**GIVEN TASK:** Exactly as given, repeat all of the entries.

Records from a point labeling set:
★ ★ ★ ★ ★
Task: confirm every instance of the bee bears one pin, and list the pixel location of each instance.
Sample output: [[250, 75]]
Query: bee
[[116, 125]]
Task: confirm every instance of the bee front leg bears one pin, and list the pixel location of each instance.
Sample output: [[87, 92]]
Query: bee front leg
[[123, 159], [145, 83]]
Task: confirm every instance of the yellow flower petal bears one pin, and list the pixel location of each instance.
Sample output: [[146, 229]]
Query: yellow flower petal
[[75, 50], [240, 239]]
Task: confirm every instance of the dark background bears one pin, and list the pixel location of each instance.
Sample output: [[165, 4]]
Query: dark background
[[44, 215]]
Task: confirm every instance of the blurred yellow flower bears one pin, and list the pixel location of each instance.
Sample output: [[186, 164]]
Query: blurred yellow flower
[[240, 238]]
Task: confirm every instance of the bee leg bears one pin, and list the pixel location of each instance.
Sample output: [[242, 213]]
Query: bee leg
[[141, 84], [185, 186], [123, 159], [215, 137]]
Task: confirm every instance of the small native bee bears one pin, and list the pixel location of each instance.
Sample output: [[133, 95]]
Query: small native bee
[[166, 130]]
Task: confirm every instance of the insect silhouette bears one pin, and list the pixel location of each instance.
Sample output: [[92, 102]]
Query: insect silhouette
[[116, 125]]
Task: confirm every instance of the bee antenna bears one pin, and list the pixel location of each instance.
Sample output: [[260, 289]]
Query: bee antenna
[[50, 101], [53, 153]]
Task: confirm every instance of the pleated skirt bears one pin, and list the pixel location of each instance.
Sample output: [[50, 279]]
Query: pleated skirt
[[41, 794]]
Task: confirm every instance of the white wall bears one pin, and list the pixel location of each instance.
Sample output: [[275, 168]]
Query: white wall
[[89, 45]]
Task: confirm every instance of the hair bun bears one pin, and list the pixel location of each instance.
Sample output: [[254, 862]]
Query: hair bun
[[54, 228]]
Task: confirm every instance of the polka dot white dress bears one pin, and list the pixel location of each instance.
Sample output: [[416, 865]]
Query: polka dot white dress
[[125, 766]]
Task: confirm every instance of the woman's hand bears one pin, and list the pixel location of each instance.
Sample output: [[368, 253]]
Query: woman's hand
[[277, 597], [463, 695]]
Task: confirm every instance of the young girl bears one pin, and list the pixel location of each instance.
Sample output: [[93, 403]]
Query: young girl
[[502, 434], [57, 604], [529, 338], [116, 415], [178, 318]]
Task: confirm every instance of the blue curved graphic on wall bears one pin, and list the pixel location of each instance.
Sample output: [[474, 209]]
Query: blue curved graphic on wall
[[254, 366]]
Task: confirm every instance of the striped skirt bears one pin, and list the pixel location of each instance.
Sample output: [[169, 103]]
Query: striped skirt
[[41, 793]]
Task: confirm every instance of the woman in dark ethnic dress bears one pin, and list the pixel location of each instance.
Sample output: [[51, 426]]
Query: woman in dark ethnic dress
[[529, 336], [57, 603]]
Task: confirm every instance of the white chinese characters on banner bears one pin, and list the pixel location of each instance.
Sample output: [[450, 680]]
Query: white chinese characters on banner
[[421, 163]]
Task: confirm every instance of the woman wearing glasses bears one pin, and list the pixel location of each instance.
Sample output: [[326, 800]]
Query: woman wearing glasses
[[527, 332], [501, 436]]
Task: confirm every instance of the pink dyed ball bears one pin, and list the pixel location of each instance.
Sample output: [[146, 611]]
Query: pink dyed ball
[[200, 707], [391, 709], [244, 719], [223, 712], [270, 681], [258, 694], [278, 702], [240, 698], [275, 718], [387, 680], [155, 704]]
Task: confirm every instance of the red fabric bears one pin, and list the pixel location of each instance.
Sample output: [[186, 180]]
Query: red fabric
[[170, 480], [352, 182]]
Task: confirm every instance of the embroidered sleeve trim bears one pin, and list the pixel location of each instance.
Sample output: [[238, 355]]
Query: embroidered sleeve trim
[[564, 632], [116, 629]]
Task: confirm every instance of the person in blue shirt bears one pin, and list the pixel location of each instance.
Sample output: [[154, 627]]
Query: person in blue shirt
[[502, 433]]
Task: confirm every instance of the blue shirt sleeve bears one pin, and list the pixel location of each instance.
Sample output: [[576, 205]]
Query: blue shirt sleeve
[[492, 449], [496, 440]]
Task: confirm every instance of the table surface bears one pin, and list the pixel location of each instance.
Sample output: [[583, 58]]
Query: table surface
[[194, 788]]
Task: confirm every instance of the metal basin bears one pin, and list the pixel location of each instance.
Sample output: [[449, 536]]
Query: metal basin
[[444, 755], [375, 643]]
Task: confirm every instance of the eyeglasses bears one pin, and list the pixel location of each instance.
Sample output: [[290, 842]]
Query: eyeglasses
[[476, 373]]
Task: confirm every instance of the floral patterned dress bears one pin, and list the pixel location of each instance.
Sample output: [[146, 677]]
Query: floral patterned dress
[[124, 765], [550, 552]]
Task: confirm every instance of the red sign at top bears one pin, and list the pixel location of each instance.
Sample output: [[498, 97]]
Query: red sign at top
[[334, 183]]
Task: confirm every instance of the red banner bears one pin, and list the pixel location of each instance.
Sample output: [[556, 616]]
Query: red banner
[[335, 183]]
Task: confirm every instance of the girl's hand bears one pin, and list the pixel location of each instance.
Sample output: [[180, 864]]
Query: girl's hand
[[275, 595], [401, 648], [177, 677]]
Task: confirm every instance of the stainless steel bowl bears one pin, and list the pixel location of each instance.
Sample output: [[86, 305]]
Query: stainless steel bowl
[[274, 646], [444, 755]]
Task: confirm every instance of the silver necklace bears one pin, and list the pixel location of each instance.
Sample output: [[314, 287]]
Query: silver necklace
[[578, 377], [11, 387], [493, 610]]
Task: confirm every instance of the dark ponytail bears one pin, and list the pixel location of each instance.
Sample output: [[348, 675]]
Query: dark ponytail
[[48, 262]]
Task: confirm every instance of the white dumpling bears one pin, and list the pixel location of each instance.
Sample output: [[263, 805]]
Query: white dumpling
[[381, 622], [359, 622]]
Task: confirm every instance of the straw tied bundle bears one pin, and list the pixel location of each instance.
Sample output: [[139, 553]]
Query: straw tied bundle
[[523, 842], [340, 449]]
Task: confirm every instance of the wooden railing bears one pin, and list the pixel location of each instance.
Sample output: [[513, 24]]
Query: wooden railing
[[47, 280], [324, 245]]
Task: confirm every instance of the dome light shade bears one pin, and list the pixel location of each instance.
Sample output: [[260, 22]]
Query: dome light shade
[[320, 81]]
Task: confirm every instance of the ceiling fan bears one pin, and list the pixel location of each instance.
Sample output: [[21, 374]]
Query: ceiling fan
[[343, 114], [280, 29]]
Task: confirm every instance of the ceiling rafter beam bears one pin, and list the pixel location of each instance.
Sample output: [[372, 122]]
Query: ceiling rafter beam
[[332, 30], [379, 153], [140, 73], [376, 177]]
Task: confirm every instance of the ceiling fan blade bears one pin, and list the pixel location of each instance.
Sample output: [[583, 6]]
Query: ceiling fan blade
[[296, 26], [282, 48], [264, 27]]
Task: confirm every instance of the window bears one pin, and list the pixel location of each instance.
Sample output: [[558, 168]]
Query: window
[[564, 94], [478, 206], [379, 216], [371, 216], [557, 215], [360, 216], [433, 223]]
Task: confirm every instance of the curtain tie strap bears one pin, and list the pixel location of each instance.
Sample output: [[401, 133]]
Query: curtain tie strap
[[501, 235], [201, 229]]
★ ★ ★ ★ ★
**IN RESPONSE:**
Task: confirm every instance of the bee bears one pin, and list the pixel location of each instance.
Sample output: [[250, 75]]
Query: bee
[[116, 125]]
Task: confirm every instance of the bee front leg bears one pin, and list the pixel location of each instance.
Sample output: [[87, 92]]
Query: bee front leg
[[123, 159], [145, 83]]
Task: confirm every instance of the yellow flower petal bears one pin, and list the pixel location of each instance.
Sample output: [[146, 229]]
Query: yellow flower petal
[[75, 50], [240, 239]]
Task: confirm every instance of the dark background bears one pin, and list the pixel location of each instance.
Sample output: [[165, 4]]
Query: dark background
[[44, 215]]
Task: confirm every instance of the blurred yellow flower bears one pin, and list the pixel location of each instance.
Sample output: [[186, 164]]
Query: blurred yellow flower
[[240, 238]]
Task: confirm every instance of the bee leg bears one pin, and list the pixel location of each instance.
Sample output: [[242, 213]]
Query: bee leg
[[141, 84], [185, 186], [123, 159], [215, 137]]
Task: confirm every instance of the small native bee bears one pin, and list the pixel location of each instance.
Sample output: [[133, 95]]
Query: small native bee
[[166, 130]]
Task: confirm every instance of the insect silhouette bears one pin, and list the pixel location of each instance.
Sample output: [[92, 102]]
Query: insect silhouette
[[116, 125]]
Task: confirm every instance of the bee antenna bears one pin, and list the pixel location of each instance.
Sample output: [[260, 289]]
Query: bee antenna
[[50, 101], [53, 153]]
Task: confirm every instance of the pleated skirt bears one pin, and list the pixel location of each instance.
Sample output: [[50, 279]]
Query: pleated skirt
[[41, 794]]
Task: confirm every instance of the white wall bears one pin, and list the pixel location of each instance.
Sample output: [[275, 168]]
Query: white wall
[[89, 45]]
Task: confirm every instance of the hair bun bears one pin, and list the pixel location of each instance.
Sample output: [[254, 862]]
Query: hair bun
[[54, 228]]
Task: confirm every instance of the polka dot white dress bears one pin, and list the pixel location of each instance.
Sample output: [[416, 865]]
Query: polka dot white dress
[[125, 766]]
Task: confirm every instance of the woman's hand bears one pin, and list the pixel location of each instance.
Sample output: [[368, 253]]
Query: woman's hand
[[277, 597], [463, 695]]
Task: confirm every instance of the young girl bears one pin, and list the pixel location of each instance.
Sample output: [[93, 403]]
Query: young girl
[[502, 434], [57, 604], [529, 338], [116, 415], [178, 318]]
Task: confirm every instance of the blue curved graphic on wall bears one pin, and list the pixel location of each instance.
Sample output: [[474, 209]]
Query: blue curved graphic on wall
[[254, 366]]
Task: confirm every instance of the striped skirt bears one pin, and list the pixel location of each instance.
Sample output: [[169, 103]]
Query: striped skirt
[[41, 793]]
Task: confirm every instance of the woman in dark ethnic dress bears one pin, and list the pixel location of each instance.
Sample output: [[51, 426]]
Query: woman in dark ethnic dress
[[529, 336], [57, 603]]
Task: confirm every instance of the white chinese characters on banner bears one pin, and list the pixel location of each instance.
Sample output: [[450, 680]]
Query: white chinese characters on banner
[[421, 163]]
Task: confirm every instance of the woman wearing glasses bears one pin, and list the pixel location of each instance.
Sample output: [[326, 800]]
Query: woman wearing glasses
[[527, 332], [501, 436]]
Task: confirm every instance of the pink dyed ball bears one pin, and list the pixel location of each instance.
Sample output: [[146, 611]]
Query: pink dyed ball
[[200, 707], [391, 709], [244, 719], [223, 712], [270, 681], [258, 694], [278, 702], [240, 698], [275, 718], [387, 680], [155, 704]]
Task: confirm every instance of the red fabric bears one pin, and list the pixel location of each instance.
Sample output: [[186, 180]]
Query: red fabric
[[170, 480], [352, 182]]
Task: confirm every instance of the embroidered sleeve trim bears one pin, and list the pixel location of each instance.
Sample output: [[238, 355]]
Query: embroidered sleeve trim
[[564, 632], [116, 629]]
Task: confirm every instance of the person in blue shirt bears one pin, and list the pixel location of each instance.
Sample output: [[154, 627]]
Query: person in blue shirt
[[502, 433]]
Task: confirm every instance of the blue shirt sleeve bears one pin, and list the pixel location of each instance.
Sample output: [[576, 205]]
Query: blue shirt sleeve
[[492, 449], [496, 440]]
Task: confirm every instance of the table surface bears one pin, and list the pixel location of each instance.
Sample output: [[583, 58]]
Query: table surface
[[194, 788]]
Task: confirm every instance of the metal basin bears one pin, and list the pixel location of each instance.
Sample output: [[449, 536]]
Query: metal basin
[[444, 755], [375, 643]]
Task: confirm every instance of the eyeglasses bears one pin, and list the pixel location of each instance.
Sample output: [[290, 842]]
Query: eyeglasses
[[476, 373]]
Task: confirm every instance of the floral patterned dress bears one pin, and list the pixel location of each instance.
Sample output: [[146, 677]]
Query: floral patterned dress
[[124, 765], [550, 552]]
Task: confirm every instance of the red sign at top bears one pin, and list the pixel location of each instance.
Sample output: [[498, 97]]
Query: red sign at top
[[334, 183]]
Task: confirm every instance of the red banner bears one pin, and list the pixel location of each instance.
Sample output: [[556, 616]]
Query: red banner
[[335, 183]]
Task: confirm every instance of the girl's hand bears one pin, and list the pixel location of each instance.
Sample output: [[180, 864]]
Query: girl's hand
[[275, 595], [401, 648], [177, 677]]
Task: confirm every instance of the stainless steel bowl bears one pin, and list the pixel location of each instance.
Sample output: [[86, 305]]
Query: stainless steel bowl
[[274, 646], [444, 755]]
Task: confirm every instance of the silver necklace bears one pin, and list the pixel location of each instance.
Sample output: [[314, 287]]
Query: silver necklace
[[578, 377], [11, 387], [493, 610]]
Task: confirm every instance of the dark ponytail bears one pin, and list the pixel location of each instance.
Sample output: [[348, 675]]
Query: dark ponytail
[[48, 262]]
Task: confirm every instance of the white dumpling bears one pin, and list the pixel location of each instance.
Sample output: [[263, 805]]
Query: white dumpling
[[381, 622], [359, 622]]
Task: confirm every instance of the straw tied bundle bears one pin, and list the pixel location of each instance.
Sample output: [[139, 553]]
Query: straw tied bundle
[[523, 842], [340, 449]]
Task: confirm every instance of the wooden railing bears one pin, and list the pixel location of each instance.
Sample output: [[513, 24]]
Query: wooden railing
[[47, 280], [324, 245]]
Task: confirm every instance of the dome light shade bears one pin, and list the pixel location of each instance.
Sample output: [[260, 22]]
Query: dome light shade
[[320, 81]]
Task: confirm every instance of the ceiling fan bears one pin, and list the pixel location of each instance.
Sample output: [[21, 374]]
Query: ceiling fan
[[343, 114], [280, 29]]
Task: confirm every instance of the ceiling rafter beam bears one pin, and list the pixel location of each instance.
Sample output: [[372, 122]]
Query: ceiling rafter beam
[[332, 30], [379, 153], [140, 73], [376, 177]]
Task: confirm every instance of the ceiling fan blade bears one pin, and list the pixel location of each instance.
Sample output: [[583, 6]]
Query: ceiling fan blade
[[296, 26], [282, 48], [264, 27]]
Task: confirm every instance of the window bears one pin, and list the pixel location of each instance.
Sample output: [[558, 168]]
Query: window
[[564, 94], [478, 206], [379, 216], [371, 216], [557, 215], [360, 216], [433, 223]]
Task: confirm every instance of the curtain tie strap bears one pin, and list the pixel location of each instance.
Sample output: [[401, 133]]
Query: curtain tie strap
[[501, 235], [201, 229]]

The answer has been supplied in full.